Excerpt:
......

Students Al-Shaykh al-Tusi, al-Sharif al-Radi, al-Sharif al-Murtada, al-Najashi, Sallar al-Daylai, ...
Works Al-Irshad, al-Muqni'a, Awa'il al-maqalat, ...
Scholarly
Activities
Foundation of a new approach in fiqh, defending Shi'a beliefs in debates with the scholars of other sects,
Socio-Political Activities
Socio-Political
Activities
Head of Shi'a

Abu ʿAbd Allāh, Muḥammad b. Muḥammad b. al-Nuʿmān al-ʿUkbarī al-Baghdādī (Arabic: محمد بن محمد بن نُعمان العُکبَري البغدادي) (b. 336/948 or 338/950 - d. 413/1022) known as al-Shaykh al-Mufid (Arabic: الشيخ المفيد) was among the greatest Twelver Shi'a scholars of the second half of 4th/10th century and early 5th/11th century. He was among great revivers of Islamic sciences and among the hardworking preachers of Shi'a culture and Imamiyya fiqh.

Before al-Shaykh al-Mufid, following the appearance of hadiths was very common and using intellect and rational approach for drawing out religious rulings was not very popular and this had made an obstacle on the way of development of sciences and the progress of scholars. Al-Shaykh al-Mufid stood against the dominant stagnation and by compiling the principles of fiqh, founded a new fiqh in practice. This approach in ijtihad was a middle way between hadith approach of al-Shaykh al-Saduq and the comparative approach of Ibn al-Junayd in fiqh. At the beginning, al-Shaykh compiled some principles in al-Tadhkira bi-usul al-fiqh for drawing out the rulings, and al-Sayyid al-Murtada in his al-Dhari'a and al-Shaykh al-Tusi in 'Uddat al-usul followed al-Shaykh al-Mufid's initiative. However, al-Shaykh himself received the inspiration for this approach from Ibn Abi 'Aqil al-'Ummani.

For his al-I'lam fi ma Ittafaqat al-Imamiyya 'alayh min al-ahkam, al-Shaykh has been regarded as the founder of comparative fiqh, whose work was complemented and promoted by al-Sayyid al-Murtada's al-Dhari'a, al-Shaykh Tusi's al-Khilaf and al-'Allama al-Hilli's Tadhkirat al-fuqaha.

Birth and Childhood

Muhammad b. Muhammad b. Nu'man b. 'Abd al-Salam b. Jabir b. Nu'man was born on Dhu l-Qa'da 11, 336/948 or 338/950 in 'Ukbara, a small town to the north of Baghdad, from where he migrated to Baghdad with his family at an early age. Muhammad's father was a teacher, and thus he became also known as Ibn al-Mu'allim ("Son of Teacher").

......

Recorded information:
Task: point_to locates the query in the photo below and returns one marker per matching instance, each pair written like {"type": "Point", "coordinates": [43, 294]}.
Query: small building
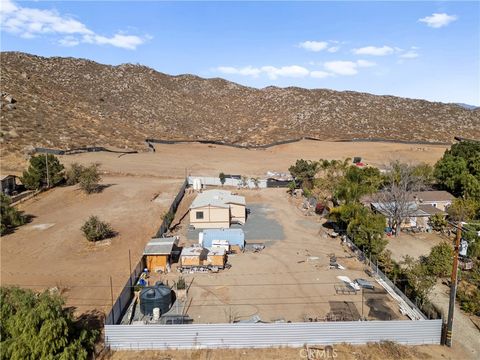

......

Required work:
Reproduce the al-Shaykh al-Mufid text from "For his al-I'lam" to "al-Hilli's Tadhkirat al-fuqaha.", swapping "comparative fiqh" for "comparative jurisprudence". The data has no connection to the al-Shaykh al-Mufid text.

Full answer:
For his al-I'lam fi ma Ittafaqat al-Imamiyya 'alayh min al-ahkam, al-Shaykh has been regarded as the founder of comparative jurisprudence, whose work was complemented and promoted by al-Sayyid al-Murtada's al-Dhari'a, al-Shaykh Tusi's al-Khilaf and al-'Allama al-Hilli's Tadhkirat al-fuqaha.